WHAT THE TASK REQUIRES:
From the records below, copy out every line that contains the string "edge". Matches must agree in case.
++++++
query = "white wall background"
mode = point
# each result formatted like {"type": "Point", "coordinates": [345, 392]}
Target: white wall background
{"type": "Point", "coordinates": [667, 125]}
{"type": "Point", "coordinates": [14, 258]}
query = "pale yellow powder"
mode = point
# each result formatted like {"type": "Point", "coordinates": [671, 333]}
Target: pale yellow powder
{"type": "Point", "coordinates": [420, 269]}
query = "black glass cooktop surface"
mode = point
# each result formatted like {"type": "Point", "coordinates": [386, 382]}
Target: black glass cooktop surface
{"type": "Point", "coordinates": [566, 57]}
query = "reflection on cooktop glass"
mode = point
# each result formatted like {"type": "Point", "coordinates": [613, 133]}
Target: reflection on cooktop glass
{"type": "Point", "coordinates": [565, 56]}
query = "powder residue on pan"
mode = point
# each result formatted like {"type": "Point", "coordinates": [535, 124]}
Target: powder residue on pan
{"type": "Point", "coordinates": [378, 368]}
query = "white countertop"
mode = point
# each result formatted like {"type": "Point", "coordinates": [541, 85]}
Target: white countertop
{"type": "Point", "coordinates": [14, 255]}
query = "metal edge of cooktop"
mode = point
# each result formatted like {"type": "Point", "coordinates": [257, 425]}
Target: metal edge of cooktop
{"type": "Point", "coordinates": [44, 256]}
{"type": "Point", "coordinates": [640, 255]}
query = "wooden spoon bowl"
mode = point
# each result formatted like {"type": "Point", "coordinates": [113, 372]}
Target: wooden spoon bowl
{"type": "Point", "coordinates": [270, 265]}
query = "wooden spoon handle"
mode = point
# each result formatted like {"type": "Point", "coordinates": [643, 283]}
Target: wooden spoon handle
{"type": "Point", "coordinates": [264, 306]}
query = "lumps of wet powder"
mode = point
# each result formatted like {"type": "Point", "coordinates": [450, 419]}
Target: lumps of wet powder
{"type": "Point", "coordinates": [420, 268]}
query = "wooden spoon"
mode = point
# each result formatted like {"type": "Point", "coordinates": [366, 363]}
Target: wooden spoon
++++++
TASK OUTPUT:
query = "metal edge of cooktop"
Target: metal edge of cooktop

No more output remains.